→ **Task to complete**
In the listing below, find each line holding "light" and copy it.

→ **Task input**
•••

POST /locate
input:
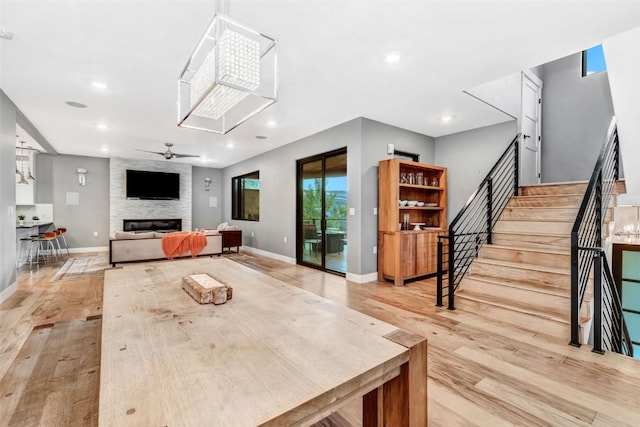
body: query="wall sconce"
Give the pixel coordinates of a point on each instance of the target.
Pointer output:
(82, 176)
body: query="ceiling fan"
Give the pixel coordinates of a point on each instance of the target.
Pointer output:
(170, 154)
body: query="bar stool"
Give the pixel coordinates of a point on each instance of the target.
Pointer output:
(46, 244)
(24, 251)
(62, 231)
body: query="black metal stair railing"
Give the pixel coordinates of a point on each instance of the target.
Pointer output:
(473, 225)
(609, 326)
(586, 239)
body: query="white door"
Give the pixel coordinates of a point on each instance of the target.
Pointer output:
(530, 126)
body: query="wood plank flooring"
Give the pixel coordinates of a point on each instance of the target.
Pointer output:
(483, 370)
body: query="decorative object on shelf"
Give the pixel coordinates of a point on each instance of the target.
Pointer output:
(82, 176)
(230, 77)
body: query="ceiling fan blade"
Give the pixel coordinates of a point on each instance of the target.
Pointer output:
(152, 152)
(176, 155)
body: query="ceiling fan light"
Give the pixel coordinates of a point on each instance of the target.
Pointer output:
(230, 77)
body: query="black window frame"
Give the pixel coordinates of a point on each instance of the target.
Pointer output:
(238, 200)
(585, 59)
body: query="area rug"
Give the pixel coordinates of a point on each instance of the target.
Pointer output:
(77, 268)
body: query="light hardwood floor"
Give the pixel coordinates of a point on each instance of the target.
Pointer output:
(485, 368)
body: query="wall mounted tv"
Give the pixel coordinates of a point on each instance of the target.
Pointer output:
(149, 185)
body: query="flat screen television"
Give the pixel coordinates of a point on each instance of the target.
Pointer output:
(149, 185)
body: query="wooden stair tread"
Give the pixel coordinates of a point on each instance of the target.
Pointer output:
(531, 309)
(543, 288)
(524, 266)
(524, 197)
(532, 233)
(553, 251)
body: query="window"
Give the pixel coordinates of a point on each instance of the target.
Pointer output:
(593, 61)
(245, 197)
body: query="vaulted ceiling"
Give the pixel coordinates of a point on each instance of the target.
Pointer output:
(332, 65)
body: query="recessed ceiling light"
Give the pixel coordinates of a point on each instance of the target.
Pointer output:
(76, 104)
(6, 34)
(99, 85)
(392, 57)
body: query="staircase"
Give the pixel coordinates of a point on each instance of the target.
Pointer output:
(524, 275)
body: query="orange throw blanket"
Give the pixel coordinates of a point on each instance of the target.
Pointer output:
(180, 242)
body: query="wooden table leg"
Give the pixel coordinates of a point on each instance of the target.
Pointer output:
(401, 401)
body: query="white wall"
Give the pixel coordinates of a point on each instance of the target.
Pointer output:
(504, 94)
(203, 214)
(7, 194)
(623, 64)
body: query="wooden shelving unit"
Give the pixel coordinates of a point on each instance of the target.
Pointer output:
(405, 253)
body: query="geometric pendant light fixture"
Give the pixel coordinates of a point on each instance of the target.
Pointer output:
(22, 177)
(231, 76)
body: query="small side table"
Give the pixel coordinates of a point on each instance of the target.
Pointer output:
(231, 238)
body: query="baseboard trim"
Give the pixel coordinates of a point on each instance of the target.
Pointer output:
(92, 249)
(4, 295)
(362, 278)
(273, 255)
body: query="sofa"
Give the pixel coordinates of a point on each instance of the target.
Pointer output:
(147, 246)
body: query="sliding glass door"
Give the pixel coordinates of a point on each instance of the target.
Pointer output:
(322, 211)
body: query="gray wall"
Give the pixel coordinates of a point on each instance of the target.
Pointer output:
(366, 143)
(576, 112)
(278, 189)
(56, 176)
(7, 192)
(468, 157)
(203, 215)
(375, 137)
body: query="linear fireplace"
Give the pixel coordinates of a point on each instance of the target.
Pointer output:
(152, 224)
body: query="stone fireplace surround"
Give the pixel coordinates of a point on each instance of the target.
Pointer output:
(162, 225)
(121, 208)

•••

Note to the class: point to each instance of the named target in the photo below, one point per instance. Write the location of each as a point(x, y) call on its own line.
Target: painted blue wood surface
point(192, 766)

•••

→ **Result of this task**
body: query="ceiling fan light"
body: query="light hardwood floor"
body: query="recessed ceiling light"
body: query="geometric pendant light fixture"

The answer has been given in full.